- **What to work on**
In your reply, print every line of the listing exactly and omit all images.
..........
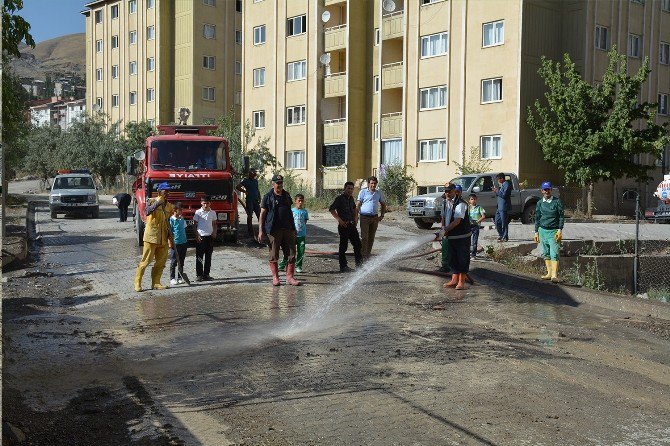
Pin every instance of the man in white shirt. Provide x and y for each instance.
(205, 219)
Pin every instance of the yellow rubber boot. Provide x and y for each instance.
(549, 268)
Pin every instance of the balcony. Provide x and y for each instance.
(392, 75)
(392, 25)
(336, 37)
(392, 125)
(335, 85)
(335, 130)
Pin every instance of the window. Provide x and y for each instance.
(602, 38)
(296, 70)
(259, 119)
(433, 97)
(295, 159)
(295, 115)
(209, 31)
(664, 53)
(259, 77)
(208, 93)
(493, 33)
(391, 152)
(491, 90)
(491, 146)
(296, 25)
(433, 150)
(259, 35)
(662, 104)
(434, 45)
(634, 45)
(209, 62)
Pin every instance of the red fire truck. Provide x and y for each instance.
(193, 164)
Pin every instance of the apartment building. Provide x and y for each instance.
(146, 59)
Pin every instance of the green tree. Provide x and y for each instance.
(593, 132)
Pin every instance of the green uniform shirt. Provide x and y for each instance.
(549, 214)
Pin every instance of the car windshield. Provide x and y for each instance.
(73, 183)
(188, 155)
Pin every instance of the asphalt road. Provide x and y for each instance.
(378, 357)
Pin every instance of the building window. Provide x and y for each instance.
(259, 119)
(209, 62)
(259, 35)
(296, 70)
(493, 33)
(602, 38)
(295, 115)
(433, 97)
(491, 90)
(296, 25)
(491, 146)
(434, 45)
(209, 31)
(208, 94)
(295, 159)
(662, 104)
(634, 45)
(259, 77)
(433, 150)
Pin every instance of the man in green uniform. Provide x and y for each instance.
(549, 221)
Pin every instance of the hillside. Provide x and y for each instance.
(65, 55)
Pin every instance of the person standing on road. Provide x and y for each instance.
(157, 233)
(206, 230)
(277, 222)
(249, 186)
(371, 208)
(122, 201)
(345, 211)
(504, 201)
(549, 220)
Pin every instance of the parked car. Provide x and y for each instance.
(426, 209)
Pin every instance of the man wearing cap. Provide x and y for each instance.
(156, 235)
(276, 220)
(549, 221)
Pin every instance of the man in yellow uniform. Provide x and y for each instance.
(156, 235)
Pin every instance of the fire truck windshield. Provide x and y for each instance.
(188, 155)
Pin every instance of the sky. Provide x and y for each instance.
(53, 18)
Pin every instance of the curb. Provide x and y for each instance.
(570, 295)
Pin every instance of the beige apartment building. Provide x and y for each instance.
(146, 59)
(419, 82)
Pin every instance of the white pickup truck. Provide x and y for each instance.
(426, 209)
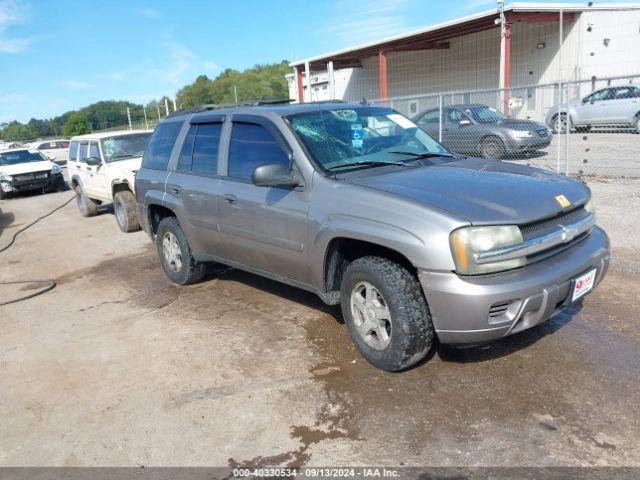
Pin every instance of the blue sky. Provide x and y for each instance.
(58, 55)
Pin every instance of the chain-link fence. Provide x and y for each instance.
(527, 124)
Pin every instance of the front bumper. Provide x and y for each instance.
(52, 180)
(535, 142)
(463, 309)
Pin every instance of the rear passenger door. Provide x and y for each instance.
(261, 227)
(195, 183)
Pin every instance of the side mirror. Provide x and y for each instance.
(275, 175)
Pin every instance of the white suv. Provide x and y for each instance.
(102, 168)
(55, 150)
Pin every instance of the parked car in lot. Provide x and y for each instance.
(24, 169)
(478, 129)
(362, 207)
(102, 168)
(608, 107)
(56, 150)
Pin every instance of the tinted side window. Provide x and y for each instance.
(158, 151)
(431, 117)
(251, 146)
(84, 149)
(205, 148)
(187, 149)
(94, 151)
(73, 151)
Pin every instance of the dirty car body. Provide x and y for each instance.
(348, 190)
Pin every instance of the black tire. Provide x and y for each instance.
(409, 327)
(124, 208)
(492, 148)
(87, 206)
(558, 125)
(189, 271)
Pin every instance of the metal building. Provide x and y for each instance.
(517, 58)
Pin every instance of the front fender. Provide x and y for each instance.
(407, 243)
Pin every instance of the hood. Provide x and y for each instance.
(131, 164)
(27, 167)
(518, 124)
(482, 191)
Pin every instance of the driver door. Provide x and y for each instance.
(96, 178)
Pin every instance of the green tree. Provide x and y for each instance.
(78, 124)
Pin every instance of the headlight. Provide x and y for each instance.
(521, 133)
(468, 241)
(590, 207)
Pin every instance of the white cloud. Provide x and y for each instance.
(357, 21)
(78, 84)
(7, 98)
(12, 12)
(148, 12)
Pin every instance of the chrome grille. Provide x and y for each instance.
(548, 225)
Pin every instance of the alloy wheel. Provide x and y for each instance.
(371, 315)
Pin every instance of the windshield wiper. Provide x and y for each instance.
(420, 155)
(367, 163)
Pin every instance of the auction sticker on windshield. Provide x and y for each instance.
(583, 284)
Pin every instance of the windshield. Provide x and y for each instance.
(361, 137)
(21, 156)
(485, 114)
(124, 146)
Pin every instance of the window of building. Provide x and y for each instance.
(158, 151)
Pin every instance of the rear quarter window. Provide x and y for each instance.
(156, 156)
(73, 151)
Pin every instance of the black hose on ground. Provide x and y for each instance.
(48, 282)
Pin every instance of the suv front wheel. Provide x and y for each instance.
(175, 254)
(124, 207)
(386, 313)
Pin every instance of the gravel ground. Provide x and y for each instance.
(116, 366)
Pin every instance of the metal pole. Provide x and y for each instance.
..........
- **Response for this exercise**
Pin every instance of the man in white shirt. Provide x and y for each instance.
(205, 219)
Pin every instance of the yellow rubber boot. Provide x and y for each instance.
(549, 268)
Pin every instance of the balcony. Provide x and y for each instance.
(392, 75)
(392, 25)
(336, 37)
(392, 125)
(335, 85)
(335, 130)
Pin every instance of the window. Provide x and y for each instance.
(602, 38)
(296, 70)
(259, 119)
(433, 97)
(295, 159)
(295, 115)
(209, 31)
(664, 53)
(259, 77)
(208, 93)
(493, 33)
(391, 152)
(491, 90)
(491, 146)
(296, 25)
(433, 150)
(259, 35)
(662, 104)
(434, 45)
(634, 45)
(209, 62)
Pin every instance of the red fire truck. Provide x and y for each instance.
(193, 164)
Pin every instance of the apartment building. Provide x and y for each instance.
(146, 59)
Pin every instance of the green tree. Provide x and y for each instance.
(593, 132)
Pin every instance of the green uniform shirt. Provide x and y for each instance.
(549, 214)
Pin every instance of the car windshield. Provide x and y for each instance.
(73, 183)
(188, 155)
Pin every instance of the asphalt road. Provide x and y for each instance.
(378, 357)
Pin every instance of the building window. Provide x and y for each instance.
(259, 119)
(209, 62)
(259, 35)
(296, 70)
(493, 33)
(602, 38)
(295, 115)
(433, 97)
(491, 90)
(296, 25)
(491, 146)
(434, 45)
(209, 31)
(208, 94)
(295, 159)
(662, 104)
(634, 45)
(259, 77)
(433, 150)
Pin every instance of the man in green uniform. Provide x and y for each instance.
(549, 221)
Pin every instance of the hillside. Provide x and y for each instance.
(65, 55)
Pin every instance of the person standing on road. Provide x and y for each instance.
(157, 233)
(206, 230)
(277, 222)
(249, 186)
(371, 208)
(122, 201)
(345, 211)
(504, 201)
(549, 220)
Pin every instance of the parked car. Provide x and y for each instance.
(426, 209)
Pin every instance of the man wearing cap. Provide x and y for each instance.
(156, 235)
(276, 220)
(549, 221)
Pin every instance of the man in yellow uniform. Provide x and y for each instance.
(156, 235)
Pin every instance of the fire truck windshield. Provide x and y for each instance.
(188, 155)
Pin every instance of the sky. Provide x and y for each instance.
(53, 18)
Pin every instance of the curb. Provide x and y for each instance.
(570, 295)
Pin every instance of the beige apartment building. Provide x and y for each instance.
(146, 59)
(419, 82)
Pin every instance of the white pickup truck. Provide x and y for each instance.
(426, 209)
Pin every instance of the blue sky. Provide x and y for each instance.
(58, 55)
Pin every instance of the chain-link fence. Provide x and y for each instance.
(527, 124)
Pin every instance of the front bumper. Provide x and y for each instance.
(52, 180)
(535, 142)
(463, 309)
Pin every instance of the rear passenger door. Provide x and y for each instance.
(261, 227)
(195, 183)
Pin every instance of the side mirror. Provide x and y for each instance.
(275, 175)
Pin every instance of the white suv. Provide x and y for each instance.
(102, 168)
(55, 150)
Pin every instance of the parked car in lot. Provide x and y for each instance.
(24, 169)
(478, 129)
(362, 207)
(102, 168)
(608, 107)
(56, 150)
Pin every instance of the tinted side window. Provide x and y for each instance.
(158, 151)
(431, 117)
(251, 146)
(84, 149)
(205, 148)
(187, 149)
(94, 151)
(73, 151)
Pin every instance of the dirty car body. Provide x and y for each instance.
(348, 190)
Pin every instance of the black tire. Provide x and y for each instance.
(409, 327)
(124, 208)
(492, 148)
(87, 206)
(558, 125)
(189, 271)
Pin every instance of the metal building. Provide x and y for each instance.
(517, 58)
Pin every instance of the front fender. Provide x and y for each instance.
(407, 243)
Pin every instance of the hood. Provide x and y for each instance.
(131, 164)
(27, 167)
(518, 124)
(482, 191)
Pin every instance of the driver door. Provide x and y for each instance.
(96, 178)
Pin every instance of the green tree. Provide x and y for each instance.
(78, 124)
Pin every instance of the headlight. Provide x and y for each instance.
(521, 133)
(468, 241)
(590, 207)
Pin every instance of the white cloud. Provide x and y for each instance.
(357, 21)
(78, 84)
(7, 98)
(12, 12)
(148, 12)
Pin every instance of the chrome grille. Provide x and y for each instance.
(548, 225)
Pin every instance of the alloy wheel. Provide x and y for each instance.
(371, 315)
Pin every instance of the windshield wiper. Provide x and y for each instance.
(420, 155)
(367, 163)
Pin every instance of the auction sticker on windshield. Provide x and y for each instance.
(583, 284)
Pin every instance of the windshield. Provide x and y for each instance.
(361, 137)
(21, 156)
(485, 114)
(124, 146)
Pin every instance of the window of building. Provide x and y for each instance.
(158, 151)
Pin every instance of the rear quarter window. Provide x and y for each instance.
(156, 156)
(73, 151)
Pin every instance of the black hose on ground. Provide x and y for each instance.
(48, 282)
Pin every instance of the suv front wheel. Provide x and y for each instance.
(175, 254)
(124, 207)
(386, 313)
Pin every instance of the gravel ground. Provide x and y for each instance.
(116, 366)
Pin every instance of the metal pole. Provide x and y for each instance.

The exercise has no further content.